**Consigne A**:
Réponds aux questions suivantes à partir de l'extrait sur l'identité sociale au Tchad.
(i) Sur quelle théorie porte la publication de Djerassem Lebamadjiel, et à quels auteurs l'extrait l'attribue-t-il ?
(ii) D'après l'extrait, quel sentiment crée la division, au-delà de la simple appartenance à un groupe ?
(iii) Quels besoins fondamentaux l'extrait énumère-t-il entre parenthèses à propos de la pyramide de Maslow ?
**Consigne B**:
Reprends l'extrait sur l'identité sociale au Tchad après sa dernière phrase et poursuis-en le fil.

La récente publication de Djerassem Lebamadjiel, ancien ministre et scientifique reconnu, autour de la théorie de l’identité sociale (Tajfel et Turner) est précieuse à plus d’un titre : elle redonne du souffle à une réflexion trop souvent piégée entre colère populaire et calculs politiciens. Il ne cède ni à l’émotion, ni au sensationnalisme. Il pense. Il élève. Et c’est déjà beaucoup dans un pays où la parole publique est trop souvent otage de la rumeur ou de l’intérêt immédiat. Mais si ce texte invite à réfléchir, il oblige aussi à interroger ce qu’il ne dit pas. Non pour le contredire, mais pour le compléter, à hauteur d’homme. L’identité sociale : un outil d’analyse utile mais partiel
Oui, la Théorie de l’Identification Sociale permet d’expliquer certains mécanismes de repli, de stigmatisation et de conflits. Oui, nos appartenances structurent nos perceptions.
Et oui, au Tchad, elles ont été trop souvent instrumentalisées. Mais réduire nos tensions à des biais cognitifs, à des logiques d’estime de soi ou de favoritisme endogroupe, c’est risquer de passer à côté de la réalité matérielle. Car ce n’est pas seulement l’appartenance à un groupe qui crée la division. C’est le sentiment que cette appartenance est la seule assurance de survie. L’oubli du bas de la pyramide : Maslow, plus que Tajfel
Le texte de Lebamadjiel est écrit du haut.
Il respire la hauteur du chercheur, du ministre, de l’élite. Il regarde la société comme un système de catégories en interaction. Mais la base de la société, elle, ne lit pas Tajfel. Elle ne pense pas en termes de stéréotypes ou de recatégorisation. Elle cherche d’abord à se nourrir, se soigner, se protéger, survivre. La pyramide de Maslow nous rappelle que tant que les besoins fondamentaux (sécurité, subsistance, logement, dignité) ne sont pas assurés, l’individu ne peut accéder à des formes supérieures de conscience sociale ou nationale. Et cette frustration quotidienne, vécue en silence dans les campagnes, les quartiers périphériques, les villages oubliés, génère de la peur. Et la peur… fait toujours retourner vers le groupe primaire : la famille, l’ethnie, la communauté. Le repli identitaire est une stratégie de sécurité, pas toujours de rejet.

**Données fournies**:
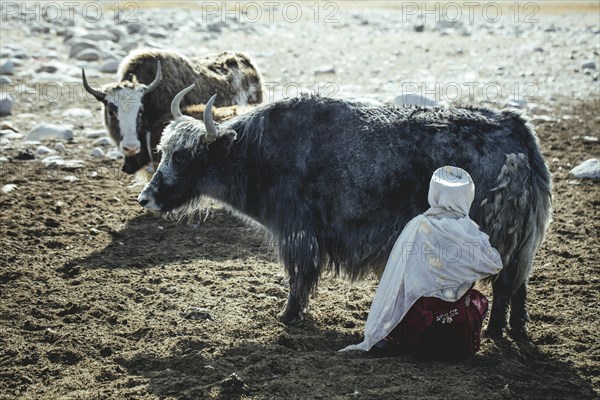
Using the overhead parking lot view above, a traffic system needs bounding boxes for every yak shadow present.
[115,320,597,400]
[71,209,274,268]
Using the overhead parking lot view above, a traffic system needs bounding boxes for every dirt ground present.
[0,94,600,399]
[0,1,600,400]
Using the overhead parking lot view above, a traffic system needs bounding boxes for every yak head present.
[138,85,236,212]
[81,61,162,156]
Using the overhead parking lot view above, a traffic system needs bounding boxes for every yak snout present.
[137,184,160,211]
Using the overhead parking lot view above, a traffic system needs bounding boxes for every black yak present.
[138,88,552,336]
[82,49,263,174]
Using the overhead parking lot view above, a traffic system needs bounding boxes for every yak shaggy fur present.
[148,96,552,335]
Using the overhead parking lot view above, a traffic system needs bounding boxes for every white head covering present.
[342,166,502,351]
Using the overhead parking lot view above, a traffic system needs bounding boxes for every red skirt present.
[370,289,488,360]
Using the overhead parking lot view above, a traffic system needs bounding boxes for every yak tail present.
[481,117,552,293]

**Réponse attendue A**:
(i) Sur la théorie de l'identité sociale, attribuée à Tajfel et Turner.
(ii) Le sentiment que cette appartenance est la seule assurance de survie.
(iii) La sécurité, la subsistance, le logement et la dignité.

**Réponse attendue B**:
Ce que Djerassem effleure mais ne dit pas clairement, c’est que le repli identitaire n’est pas toujours idéologique. Il est souvent pragmatique. Presque instinctif.
Lorsqu’un jeune du Salamat, de l’Ennedi ou du Mayo-Kebbi ne peut pas compter sur la justice, la police, ou l’État pour défendre ses droits, vers qui se tourne-t-il ? Vers son cousin militaire. Son chef de canton. Son oncle qui connaît quelqu’un à N’Djamena. Ce n’est pas du tribalisme. C’est de l’auto-défense sociale.
Tant que l’État sera perçu comme abstrait, inégal, ou sélectif, les Tchadiens chercheront refuge là où ils ont encore un peu de pouvoir : dans leurs appartenances primaires.
Les conflits n’éclatent pas en haut… mais en bas
Un autre point important que le texte aborde sans trancher : les conflits intercommunautaires ne naissent pas dans les salons ministériels.
Ils naissent dans les champs, les marchés, les pistes rurales, là où l’accès à l’eau, à la terre, à l’emploi ou à la justice devient une compétition.
Dans les hautes sphères, chaque région est représentée. Le Tchad pratique une forme de « quota ethno-politique » pour maintenir une paix formelle.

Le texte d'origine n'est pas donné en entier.